▸ **EXERCISE A**:
According to the arranger post, where does the writer find it usually best to start when setting levels?
▸ **EXERCISE B**:
Please mark each statement yes or no against the arranger post, quoting the words that decide it: (i) Some very good engineers have determined that the factory presets have no internal overload. (ii) Many top-of-the-line workstations have split-out parts that keep full effects. (iii) Playing with backing tracks means playing at a level often much higher than live musicians are used to.
▸ **EXERCISE C**:
Reproduce word for word the part of the arranger post that begins at the words "They need to" and stops after "into their monitors.".

▸ **PASSAGE**:
* * *

I find that starting from the levels that the arranger’s factory presets come with is usually best from a balance and headroom standpoint. Some very good engineers have determined that there is no internal overload, and they tend to be pretty good for a good balanced sound.

I’m afraid you need to explain to your friend that sorry, your arranger can’t split those parts out without considerable compromise in the sound (loss of effects on one or the other) and that no arranger (and darn few TOTL workstations) have split out parts that keep full effects.

They need to understand that playing with tracks (or an arranger) is a fundamental shift in the way you perform. As I say so often, with a live band with backline amps and individual monitor sends, most musicians play ON TOP of what they are hearing, and then a soundman at a mixer turns them down in the house mix (hopefully!) so everything is in balance from the audience’s ears. And whatever they want to hear is dialed into their monitors.

But playing with an arranger or SMF’s or stereo audio backing tracks, you have to play INSIDE the mix, you have to play at the level that the front of house engineer would have put you. Which is very often WAY lower than live musicians are used to.

* * *

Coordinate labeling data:

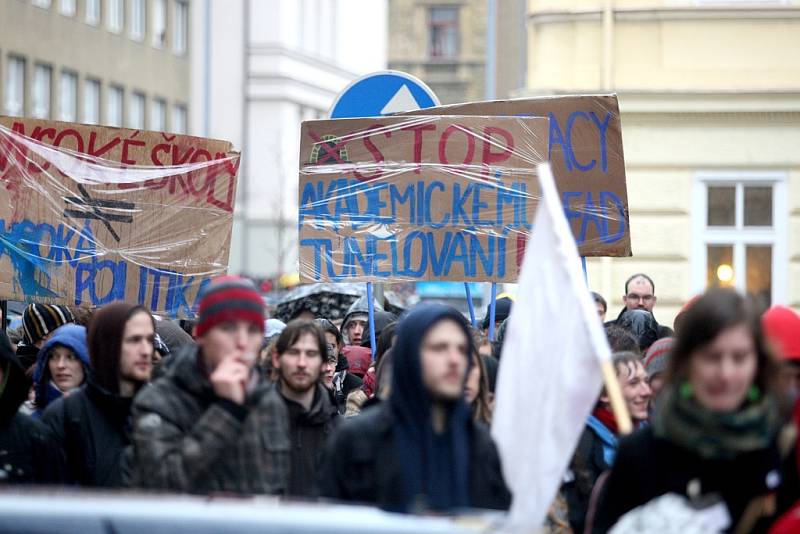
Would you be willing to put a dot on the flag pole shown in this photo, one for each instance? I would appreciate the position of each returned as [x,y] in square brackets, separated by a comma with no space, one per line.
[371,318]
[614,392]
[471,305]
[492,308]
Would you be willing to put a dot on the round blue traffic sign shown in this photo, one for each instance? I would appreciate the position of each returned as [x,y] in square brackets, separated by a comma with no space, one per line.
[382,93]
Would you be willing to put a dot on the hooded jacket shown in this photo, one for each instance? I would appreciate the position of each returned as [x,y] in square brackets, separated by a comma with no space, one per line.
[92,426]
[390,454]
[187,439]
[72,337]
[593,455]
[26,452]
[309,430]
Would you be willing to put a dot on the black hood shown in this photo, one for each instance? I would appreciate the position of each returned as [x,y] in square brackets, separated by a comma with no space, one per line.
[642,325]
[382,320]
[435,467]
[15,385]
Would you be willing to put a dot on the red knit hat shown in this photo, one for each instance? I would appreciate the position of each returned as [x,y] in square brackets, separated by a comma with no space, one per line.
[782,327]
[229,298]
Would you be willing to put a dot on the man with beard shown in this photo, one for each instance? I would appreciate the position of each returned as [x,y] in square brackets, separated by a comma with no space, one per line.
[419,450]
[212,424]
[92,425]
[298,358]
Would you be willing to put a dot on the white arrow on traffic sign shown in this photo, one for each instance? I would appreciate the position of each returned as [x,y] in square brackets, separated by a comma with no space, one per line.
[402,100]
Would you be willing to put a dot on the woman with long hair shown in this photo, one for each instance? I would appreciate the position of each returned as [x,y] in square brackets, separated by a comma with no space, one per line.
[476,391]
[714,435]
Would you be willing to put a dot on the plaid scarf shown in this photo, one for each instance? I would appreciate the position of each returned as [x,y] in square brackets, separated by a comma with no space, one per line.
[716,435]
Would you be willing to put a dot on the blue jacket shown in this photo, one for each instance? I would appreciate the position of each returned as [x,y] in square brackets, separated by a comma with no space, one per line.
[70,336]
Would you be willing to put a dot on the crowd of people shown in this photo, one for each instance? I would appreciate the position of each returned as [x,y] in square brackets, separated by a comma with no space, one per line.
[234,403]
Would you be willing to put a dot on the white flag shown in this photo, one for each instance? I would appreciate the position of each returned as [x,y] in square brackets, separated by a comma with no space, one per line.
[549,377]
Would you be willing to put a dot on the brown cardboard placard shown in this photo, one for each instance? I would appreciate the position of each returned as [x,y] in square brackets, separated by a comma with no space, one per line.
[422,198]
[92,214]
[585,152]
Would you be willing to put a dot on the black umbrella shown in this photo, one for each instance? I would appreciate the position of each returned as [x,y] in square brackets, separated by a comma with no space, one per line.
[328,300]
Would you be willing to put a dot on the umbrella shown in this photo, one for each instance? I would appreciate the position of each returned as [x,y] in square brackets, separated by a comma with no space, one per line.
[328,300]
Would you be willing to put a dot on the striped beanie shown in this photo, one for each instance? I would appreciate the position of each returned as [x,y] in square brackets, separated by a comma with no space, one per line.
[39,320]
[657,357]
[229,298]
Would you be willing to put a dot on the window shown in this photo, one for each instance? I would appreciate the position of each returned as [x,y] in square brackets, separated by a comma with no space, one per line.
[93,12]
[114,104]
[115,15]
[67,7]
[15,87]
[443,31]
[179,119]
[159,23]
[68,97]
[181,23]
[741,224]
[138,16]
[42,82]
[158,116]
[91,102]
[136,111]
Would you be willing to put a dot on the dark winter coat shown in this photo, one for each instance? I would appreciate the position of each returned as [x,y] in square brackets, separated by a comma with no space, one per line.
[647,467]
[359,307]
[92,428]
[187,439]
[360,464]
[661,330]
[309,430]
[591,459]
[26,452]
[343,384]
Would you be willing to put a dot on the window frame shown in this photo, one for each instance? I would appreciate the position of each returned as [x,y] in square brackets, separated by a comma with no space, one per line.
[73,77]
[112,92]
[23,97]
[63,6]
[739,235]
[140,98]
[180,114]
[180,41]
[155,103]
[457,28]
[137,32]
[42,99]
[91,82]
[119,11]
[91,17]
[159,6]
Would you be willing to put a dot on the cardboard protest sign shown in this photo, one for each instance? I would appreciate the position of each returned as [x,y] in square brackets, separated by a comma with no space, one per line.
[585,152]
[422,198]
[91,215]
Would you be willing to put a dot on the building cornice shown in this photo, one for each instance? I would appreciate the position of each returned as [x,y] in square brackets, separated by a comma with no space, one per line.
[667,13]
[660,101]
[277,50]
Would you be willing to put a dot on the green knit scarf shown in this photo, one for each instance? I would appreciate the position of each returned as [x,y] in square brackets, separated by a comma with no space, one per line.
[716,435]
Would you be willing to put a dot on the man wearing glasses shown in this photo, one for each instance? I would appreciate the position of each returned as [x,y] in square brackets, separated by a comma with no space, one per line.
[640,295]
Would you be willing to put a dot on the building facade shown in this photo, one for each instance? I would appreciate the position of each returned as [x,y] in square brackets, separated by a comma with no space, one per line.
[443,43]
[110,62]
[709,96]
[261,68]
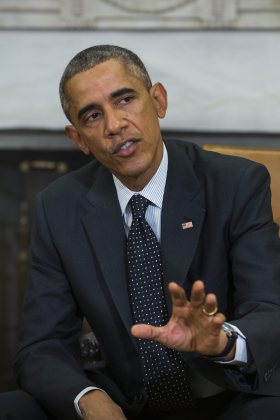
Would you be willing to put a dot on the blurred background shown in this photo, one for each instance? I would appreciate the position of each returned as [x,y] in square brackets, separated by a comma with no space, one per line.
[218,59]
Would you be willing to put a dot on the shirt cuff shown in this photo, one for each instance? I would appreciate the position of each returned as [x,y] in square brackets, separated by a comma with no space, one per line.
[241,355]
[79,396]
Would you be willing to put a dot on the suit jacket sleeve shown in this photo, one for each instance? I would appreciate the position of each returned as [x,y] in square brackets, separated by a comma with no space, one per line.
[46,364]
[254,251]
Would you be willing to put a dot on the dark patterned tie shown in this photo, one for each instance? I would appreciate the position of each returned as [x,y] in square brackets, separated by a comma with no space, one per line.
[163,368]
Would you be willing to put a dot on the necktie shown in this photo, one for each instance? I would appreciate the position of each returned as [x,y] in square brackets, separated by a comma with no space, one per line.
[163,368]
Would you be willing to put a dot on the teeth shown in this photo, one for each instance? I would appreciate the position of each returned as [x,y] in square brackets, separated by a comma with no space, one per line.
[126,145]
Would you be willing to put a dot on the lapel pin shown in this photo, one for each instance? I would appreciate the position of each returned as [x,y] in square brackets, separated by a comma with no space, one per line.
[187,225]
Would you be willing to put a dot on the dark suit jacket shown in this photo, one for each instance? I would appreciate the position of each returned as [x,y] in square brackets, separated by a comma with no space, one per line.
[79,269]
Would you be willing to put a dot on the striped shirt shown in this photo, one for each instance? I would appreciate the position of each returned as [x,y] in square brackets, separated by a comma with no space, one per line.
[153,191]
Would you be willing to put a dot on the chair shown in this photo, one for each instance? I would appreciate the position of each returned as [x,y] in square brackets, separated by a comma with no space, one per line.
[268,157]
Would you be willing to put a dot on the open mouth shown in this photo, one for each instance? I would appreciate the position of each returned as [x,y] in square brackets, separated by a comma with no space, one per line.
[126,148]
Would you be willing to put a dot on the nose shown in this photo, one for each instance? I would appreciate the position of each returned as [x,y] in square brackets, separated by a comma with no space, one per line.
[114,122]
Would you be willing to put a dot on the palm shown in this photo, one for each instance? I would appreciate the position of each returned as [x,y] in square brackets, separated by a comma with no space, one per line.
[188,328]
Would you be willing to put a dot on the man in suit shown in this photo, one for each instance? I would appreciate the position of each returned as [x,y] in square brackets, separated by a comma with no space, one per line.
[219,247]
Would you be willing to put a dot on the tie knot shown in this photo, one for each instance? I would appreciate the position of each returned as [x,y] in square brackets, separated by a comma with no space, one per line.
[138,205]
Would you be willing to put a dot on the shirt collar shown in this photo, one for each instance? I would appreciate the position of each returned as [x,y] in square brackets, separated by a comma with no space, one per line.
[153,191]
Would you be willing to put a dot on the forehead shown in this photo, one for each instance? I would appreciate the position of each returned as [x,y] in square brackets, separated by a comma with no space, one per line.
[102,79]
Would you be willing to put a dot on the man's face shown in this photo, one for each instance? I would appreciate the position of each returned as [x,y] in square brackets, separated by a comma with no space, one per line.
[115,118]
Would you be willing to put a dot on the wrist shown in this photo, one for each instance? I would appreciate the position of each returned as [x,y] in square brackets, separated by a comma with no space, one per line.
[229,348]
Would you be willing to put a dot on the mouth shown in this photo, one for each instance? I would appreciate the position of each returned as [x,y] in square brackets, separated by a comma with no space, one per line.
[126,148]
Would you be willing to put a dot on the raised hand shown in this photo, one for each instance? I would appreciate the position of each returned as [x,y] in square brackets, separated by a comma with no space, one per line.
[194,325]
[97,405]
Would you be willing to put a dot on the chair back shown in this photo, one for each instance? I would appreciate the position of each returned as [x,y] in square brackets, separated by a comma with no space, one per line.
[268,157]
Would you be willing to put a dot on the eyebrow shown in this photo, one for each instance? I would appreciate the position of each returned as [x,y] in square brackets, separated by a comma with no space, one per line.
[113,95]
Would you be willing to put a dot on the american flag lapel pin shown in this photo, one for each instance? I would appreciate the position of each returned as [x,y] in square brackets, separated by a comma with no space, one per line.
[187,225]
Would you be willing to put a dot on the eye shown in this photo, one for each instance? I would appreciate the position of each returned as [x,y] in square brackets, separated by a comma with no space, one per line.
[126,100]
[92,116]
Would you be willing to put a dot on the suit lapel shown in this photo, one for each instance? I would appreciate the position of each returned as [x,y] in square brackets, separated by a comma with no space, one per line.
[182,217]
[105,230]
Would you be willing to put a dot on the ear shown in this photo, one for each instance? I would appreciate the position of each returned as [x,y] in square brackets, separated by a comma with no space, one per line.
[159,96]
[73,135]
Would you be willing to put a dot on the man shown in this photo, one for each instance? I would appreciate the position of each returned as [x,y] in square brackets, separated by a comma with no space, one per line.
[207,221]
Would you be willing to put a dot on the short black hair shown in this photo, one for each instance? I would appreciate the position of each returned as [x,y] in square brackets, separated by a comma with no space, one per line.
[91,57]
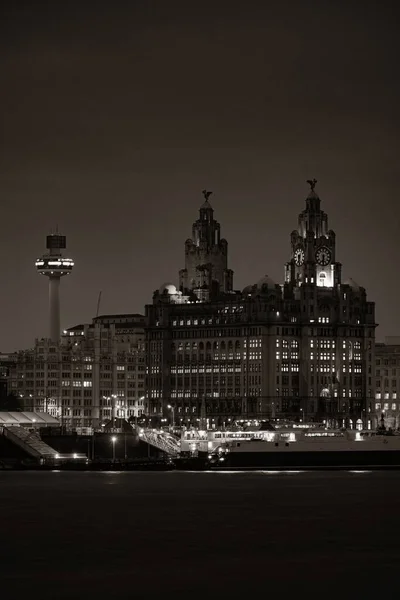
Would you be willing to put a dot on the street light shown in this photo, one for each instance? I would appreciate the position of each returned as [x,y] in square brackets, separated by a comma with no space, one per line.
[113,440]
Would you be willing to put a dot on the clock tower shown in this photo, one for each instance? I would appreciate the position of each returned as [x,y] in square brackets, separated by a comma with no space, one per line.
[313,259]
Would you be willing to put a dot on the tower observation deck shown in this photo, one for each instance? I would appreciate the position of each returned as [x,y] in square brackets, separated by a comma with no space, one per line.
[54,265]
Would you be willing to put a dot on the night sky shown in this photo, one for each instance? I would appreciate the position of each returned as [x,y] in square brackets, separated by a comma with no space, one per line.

* * *

▸ **TASK ANSWER A**:
From the levels that the arranger's factory presets come with.

▸ **TASK ANSWER B**:
(i) Yes: "Some very good engineers have determined that there is no internal overload"
(ii) No: "no arranger (and darn few TOTL workstations) have split out parts that keep full effects"
(iii) No: "Which is very often WAY lower than live musicians are used to."

▸ **TASK ANSWER C**:
They need to understand that playing with tracks (or an arranger) is a fundamental shift in the way you perform. As I say so often, with a live band with backline amps and individual monitor sends, most musicians play ON TOP of what they are hearing, and then a soundman at a mixer turns them down in the house mix (hopefully!) so everything is in balance from the audience’s ears. And whatever they want to hear is dialed into their monitors.